**Information supplied**
==========

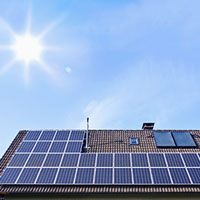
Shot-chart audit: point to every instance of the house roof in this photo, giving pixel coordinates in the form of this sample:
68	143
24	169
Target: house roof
107	141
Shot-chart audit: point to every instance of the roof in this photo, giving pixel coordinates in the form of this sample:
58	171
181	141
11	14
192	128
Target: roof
109	141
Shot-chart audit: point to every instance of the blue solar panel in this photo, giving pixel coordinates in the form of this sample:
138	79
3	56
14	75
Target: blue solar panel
122	176
163	139
87	160
74	147
47	135
160	176
179	176
77	135
105	160
157	160
32	135
10	175
183	139
19	160
53	160
122	160
191	160
174	160
103	176
28	175
35	160
194	175
47	175
62	135
42	147
26	147
70	160
84	175
141	176
58	147
139	160
66	176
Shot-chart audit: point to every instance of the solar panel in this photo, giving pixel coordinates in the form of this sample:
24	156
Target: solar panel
42	147
47	176
191	160
174	160
77	135
62	135
58	147
122	176
26	147
183	139
103	176
163	139
70	160
18	160
157	160
74	147
84	176
179	176
66	176
141	176
105	160
87	160
32	135
160	176
139	160
47	135
122	160
53	160
28	175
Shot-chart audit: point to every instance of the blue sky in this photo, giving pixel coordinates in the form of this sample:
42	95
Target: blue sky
130	62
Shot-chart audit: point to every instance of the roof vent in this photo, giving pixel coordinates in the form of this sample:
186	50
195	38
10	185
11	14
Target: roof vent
147	126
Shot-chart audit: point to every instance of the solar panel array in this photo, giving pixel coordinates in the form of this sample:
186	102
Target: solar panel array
54	157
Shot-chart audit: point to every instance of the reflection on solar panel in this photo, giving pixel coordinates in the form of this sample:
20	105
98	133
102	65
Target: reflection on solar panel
183	139
163	139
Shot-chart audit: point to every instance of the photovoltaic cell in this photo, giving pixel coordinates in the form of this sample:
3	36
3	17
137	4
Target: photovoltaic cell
191	160
160	176
28	175
53	160
70	160
87	160
141	176
84	175
74	147
47	175
32	135
77	135
105	160
18	160
139	160
26	147
157	160
174	160
179	176
122	176
47	135
58	147
122	160
42	147
66	176
35	160
62	135
103	176
10	175
194	175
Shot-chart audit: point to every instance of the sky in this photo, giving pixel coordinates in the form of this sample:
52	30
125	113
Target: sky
121	63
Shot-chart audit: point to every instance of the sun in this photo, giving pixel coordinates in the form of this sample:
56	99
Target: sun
27	48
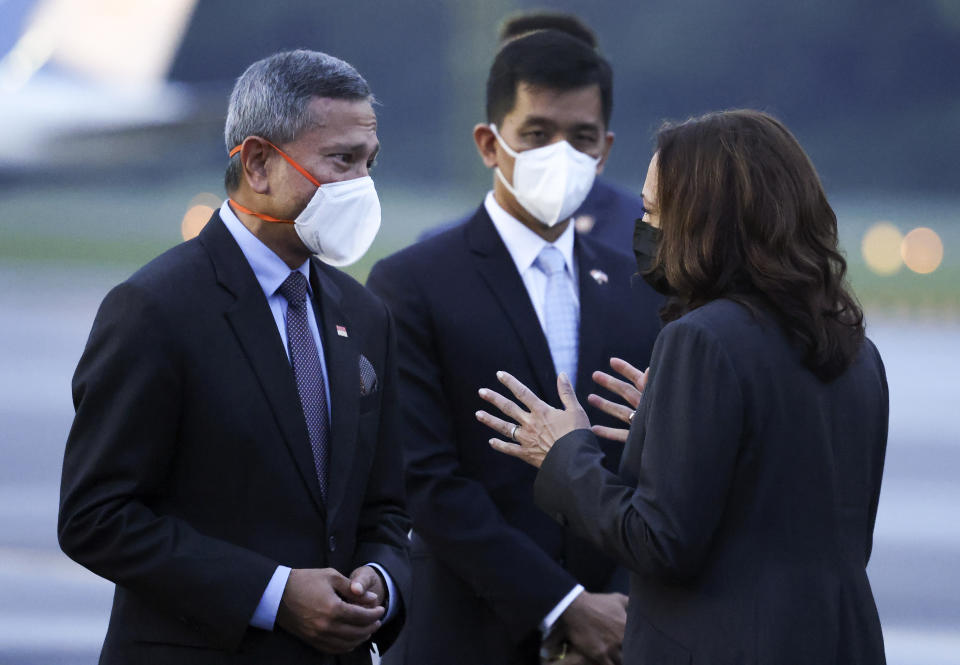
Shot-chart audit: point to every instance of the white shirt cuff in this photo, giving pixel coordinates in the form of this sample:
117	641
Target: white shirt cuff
265	616
391	592
546	626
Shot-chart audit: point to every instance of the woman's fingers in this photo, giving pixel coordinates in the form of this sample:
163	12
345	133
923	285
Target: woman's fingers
498	425
625	390
508	407
512	449
618	411
521	392
611	433
634	375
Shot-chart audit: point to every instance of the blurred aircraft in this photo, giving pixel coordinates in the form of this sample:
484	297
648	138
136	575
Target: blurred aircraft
76	76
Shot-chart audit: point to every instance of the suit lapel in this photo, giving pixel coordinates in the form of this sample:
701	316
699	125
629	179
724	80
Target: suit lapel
498	270
595	298
342	355
252	322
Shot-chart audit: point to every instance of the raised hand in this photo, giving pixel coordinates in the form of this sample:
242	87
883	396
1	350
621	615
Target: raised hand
594	625
631	391
313	608
367	588
536	430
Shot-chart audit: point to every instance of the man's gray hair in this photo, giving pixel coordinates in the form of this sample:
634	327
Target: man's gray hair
271	99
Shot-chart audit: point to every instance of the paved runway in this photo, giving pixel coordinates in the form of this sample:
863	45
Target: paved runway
54	612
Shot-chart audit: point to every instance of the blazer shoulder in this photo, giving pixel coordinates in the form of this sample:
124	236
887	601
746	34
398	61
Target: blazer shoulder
178	271
731	324
436	252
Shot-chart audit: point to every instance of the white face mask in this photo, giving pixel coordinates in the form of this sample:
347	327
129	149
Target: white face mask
549	182
340	221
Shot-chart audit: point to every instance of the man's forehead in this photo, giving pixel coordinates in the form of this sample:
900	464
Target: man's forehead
574	105
329	112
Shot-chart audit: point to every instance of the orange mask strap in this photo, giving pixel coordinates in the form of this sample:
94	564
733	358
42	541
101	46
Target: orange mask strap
303	171
266	218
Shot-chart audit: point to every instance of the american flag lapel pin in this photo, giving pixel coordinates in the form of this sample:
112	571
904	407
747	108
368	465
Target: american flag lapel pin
599	276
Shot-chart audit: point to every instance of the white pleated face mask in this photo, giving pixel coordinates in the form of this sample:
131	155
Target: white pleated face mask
549	182
340	221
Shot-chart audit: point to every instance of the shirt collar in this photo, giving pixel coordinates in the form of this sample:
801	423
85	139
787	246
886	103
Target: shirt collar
269	268
523	244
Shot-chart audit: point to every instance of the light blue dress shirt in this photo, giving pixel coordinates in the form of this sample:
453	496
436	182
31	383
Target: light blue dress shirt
270	271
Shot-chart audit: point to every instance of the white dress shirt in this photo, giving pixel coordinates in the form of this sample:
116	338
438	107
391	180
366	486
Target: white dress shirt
271	271
524	246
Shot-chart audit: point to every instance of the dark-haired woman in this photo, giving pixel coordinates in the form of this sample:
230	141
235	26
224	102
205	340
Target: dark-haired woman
746	499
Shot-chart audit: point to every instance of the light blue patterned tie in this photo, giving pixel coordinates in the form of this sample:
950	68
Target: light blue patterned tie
561	313
308	372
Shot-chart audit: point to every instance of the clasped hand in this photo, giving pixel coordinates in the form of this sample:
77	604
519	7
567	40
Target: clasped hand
333	613
538	428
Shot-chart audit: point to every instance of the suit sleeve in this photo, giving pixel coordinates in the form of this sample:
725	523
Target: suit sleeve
664	524
127	391
453	513
383	525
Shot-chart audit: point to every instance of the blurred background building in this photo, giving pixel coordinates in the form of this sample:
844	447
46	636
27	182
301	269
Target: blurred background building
111	150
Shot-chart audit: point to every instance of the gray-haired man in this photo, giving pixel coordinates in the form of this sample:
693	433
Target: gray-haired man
232	466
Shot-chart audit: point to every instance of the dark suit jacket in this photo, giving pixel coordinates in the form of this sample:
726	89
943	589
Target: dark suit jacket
745	503
188	475
607	215
488	566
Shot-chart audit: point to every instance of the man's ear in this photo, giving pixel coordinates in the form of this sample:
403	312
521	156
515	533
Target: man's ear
486	144
608	143
253	156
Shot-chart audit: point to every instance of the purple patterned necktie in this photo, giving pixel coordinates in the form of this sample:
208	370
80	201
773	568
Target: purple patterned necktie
308	372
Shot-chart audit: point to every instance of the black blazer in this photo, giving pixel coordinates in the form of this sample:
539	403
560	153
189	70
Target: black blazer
488	566
608	215
188	475
745	503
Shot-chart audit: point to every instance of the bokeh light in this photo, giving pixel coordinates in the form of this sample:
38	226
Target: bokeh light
922	250
193	222
881	248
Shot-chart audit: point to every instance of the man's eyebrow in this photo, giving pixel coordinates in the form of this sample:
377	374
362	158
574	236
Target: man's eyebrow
344	147
536	120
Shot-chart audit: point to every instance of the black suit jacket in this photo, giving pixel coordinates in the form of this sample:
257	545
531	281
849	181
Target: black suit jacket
488	566
745	503
188	475
607	214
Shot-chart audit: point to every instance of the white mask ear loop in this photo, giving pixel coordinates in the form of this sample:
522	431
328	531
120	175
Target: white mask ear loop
510	151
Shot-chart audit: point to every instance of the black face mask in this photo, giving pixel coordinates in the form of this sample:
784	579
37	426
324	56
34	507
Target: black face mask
646	242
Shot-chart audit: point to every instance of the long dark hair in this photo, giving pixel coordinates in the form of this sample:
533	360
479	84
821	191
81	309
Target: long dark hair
744	217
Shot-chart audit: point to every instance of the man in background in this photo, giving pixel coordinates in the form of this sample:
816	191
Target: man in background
513	288
233	464
609	211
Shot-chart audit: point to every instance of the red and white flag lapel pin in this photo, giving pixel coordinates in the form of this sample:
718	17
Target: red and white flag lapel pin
599	276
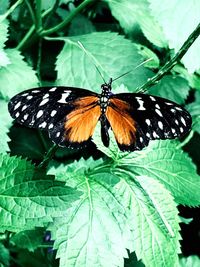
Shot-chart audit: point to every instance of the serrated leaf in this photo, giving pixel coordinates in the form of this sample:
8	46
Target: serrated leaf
29	239
154	219
194	109
167	163
98	222
23	77
29	143
6	122
28	197
148	54
191	261
183	18
174	88
81	25
4	6
4	255
4	139
76	68
94	226
130	12
3	33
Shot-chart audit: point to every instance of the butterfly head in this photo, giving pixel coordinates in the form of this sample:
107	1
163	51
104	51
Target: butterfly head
106	87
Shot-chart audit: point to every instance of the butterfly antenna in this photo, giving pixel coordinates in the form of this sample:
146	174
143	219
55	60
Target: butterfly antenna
149	59
93	60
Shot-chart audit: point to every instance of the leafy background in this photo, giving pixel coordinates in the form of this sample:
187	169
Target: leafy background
98	207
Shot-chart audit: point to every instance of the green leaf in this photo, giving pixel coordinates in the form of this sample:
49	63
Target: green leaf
183	18
191	261
3	33
6	122
76	68
4	255
23	77
192	78
95	225
4	60
29	239
29	143
148	54
174	88
167	163
116	211
194	109
28	197
153	219
81	25
128	13
4	139
4	6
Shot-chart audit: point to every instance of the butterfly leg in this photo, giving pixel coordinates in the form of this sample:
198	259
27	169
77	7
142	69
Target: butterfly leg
104	130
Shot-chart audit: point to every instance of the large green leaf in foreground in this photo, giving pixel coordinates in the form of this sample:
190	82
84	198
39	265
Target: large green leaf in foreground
28	197
117	211
76	68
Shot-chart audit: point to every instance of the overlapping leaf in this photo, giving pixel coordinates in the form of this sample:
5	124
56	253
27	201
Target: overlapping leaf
116	211
28	197
131	12
23	77
183	18
76	68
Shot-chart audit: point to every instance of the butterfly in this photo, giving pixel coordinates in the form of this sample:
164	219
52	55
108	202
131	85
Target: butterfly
71	114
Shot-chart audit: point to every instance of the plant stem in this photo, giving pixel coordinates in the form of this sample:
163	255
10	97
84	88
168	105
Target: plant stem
38	21
28	35
48	156
30	10
10	10
171	63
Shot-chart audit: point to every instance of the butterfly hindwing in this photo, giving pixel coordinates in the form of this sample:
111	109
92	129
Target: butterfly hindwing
147	118
53	109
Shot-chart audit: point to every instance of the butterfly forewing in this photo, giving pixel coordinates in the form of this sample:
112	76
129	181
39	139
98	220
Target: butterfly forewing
151	118
54	109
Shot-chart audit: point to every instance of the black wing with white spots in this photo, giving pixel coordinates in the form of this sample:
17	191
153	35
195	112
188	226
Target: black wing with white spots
156	118
46	108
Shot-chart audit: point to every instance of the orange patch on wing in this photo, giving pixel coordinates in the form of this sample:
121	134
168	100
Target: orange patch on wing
81	122
122	124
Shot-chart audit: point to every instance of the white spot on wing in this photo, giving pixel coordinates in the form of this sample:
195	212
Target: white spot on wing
152	98
44	101
155	135
157	106
64	96
40	113
17	105
160	125
24	107
53	89
148	122
45	96
183	121
158	112
43	125
51	126
53	113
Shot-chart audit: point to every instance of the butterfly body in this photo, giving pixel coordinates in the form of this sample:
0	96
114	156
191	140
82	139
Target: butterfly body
70	116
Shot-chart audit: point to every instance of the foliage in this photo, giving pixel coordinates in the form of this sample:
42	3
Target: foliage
96	207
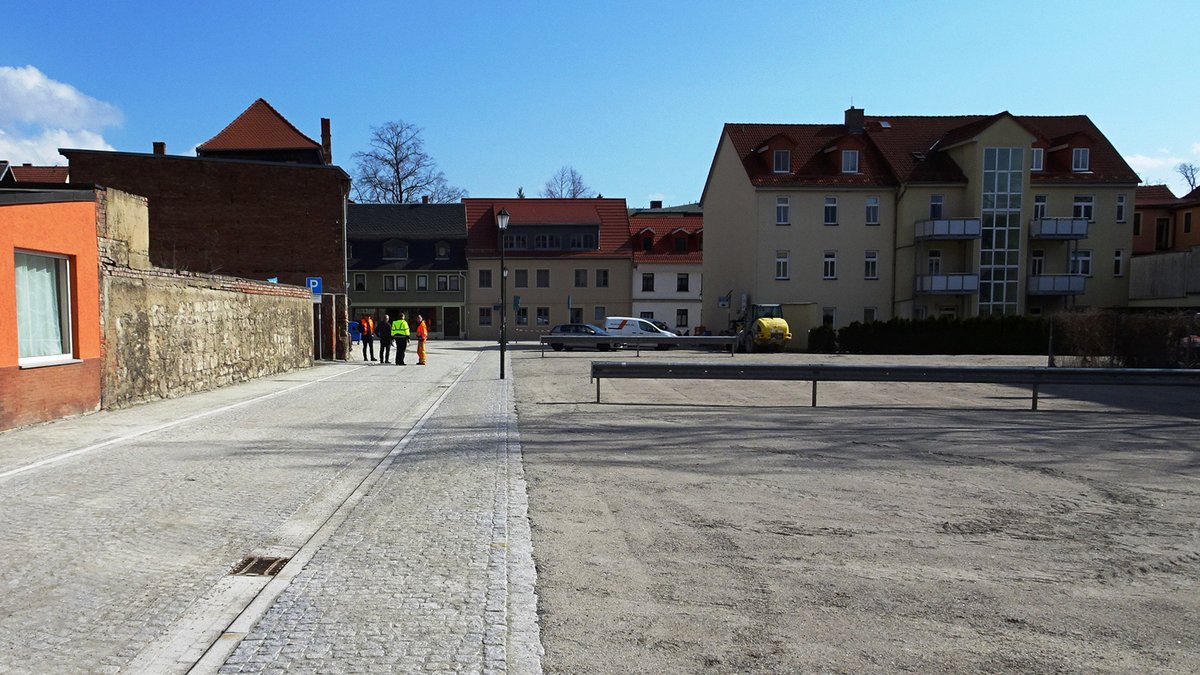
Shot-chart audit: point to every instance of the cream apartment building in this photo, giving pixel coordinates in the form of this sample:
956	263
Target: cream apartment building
667	248
917	216
569	261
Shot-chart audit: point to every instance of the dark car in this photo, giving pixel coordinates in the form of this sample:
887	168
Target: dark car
580	329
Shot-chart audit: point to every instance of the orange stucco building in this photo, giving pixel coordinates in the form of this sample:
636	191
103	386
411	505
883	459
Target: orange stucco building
49	305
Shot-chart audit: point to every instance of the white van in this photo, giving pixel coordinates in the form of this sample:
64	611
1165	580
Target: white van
630	326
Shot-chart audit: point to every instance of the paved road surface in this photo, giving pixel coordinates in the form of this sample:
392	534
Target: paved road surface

==========

**Given exercise**
Please copy the records word for word, starting with the line that contains "the butterfly forewing" and running through the end of the records, both ends included. Leave the pictures out of your copy.

**Solution**
Shot-chart audit: point to every instance of the butterfly forewing in this photo, giving pixel coordinates in the form of this sample:
112	76
129	181
39	139
98	220
Target: butterfly forewing
151	118
54	109
Shot-chart audit: point to every instance of the black wing with white spots in this photo, giving pixel coordinates in the form of this sample:
17	191
153	35
195	112
188	226
Target: black wing with white spots
156	118
46	108
Shot-chart audit: point to every instance of the orange patch on wing in this photo, giving pixel coordinates in the form of this sample:
121	134
168	100
Target: orange patch on wing
81	122
122	124
Shot-chart audit: point to every instance of the white spot on wing in this photo, giving pixel coordinates in the form of this sample:
195	212
Target: white spot on wing
152	98
44	101
155	135
157	106
64	96
40	113
17	105
160	125
24	107
53	89
148	122
45	96
183	121
158	112
43	125
51	126
53	113
Shot-chart audit: point to every instance of the butterfly body in this photo, giving pixel coordinates in the form of this sample:
0	96
114	156
191	140
82	139
Target: butterfly body
70	116
Shot-chart audit: point to every instance of the foliage in this photo, giving pixel coordinates in the form of this sample:
42	3
Target: foliage
96	207
Shot-chart audit: point to every instance of the cream apartment building in this photo, giving pixel coordinates in the form of this sample:
956	263
Target: cream apartment building
667	248
917	216
569	261
Shot-chart audit: point to every instance of the dark car in this photo, giving pixel coordinates in the form of this sample:
887	168
Target: dark car
580	329
Shot-chart audit: point to every instance of the orange stucco building in this photo, giving pixel coordinates in the form of this sample:
636	191
103	386
411	505
883	459
Target: orange stucco building
49	305
Shot-chart audit: point to every instance of the white van in this photo, giving pixel coordinates in the form of this sample:
64	611
1165	580
Target: white van
630	326
Shot-chart audit: point to every instance of the paved road surface in this photo, giving pixel coordinates in the form of this sample:
392	534
Target: paved road surface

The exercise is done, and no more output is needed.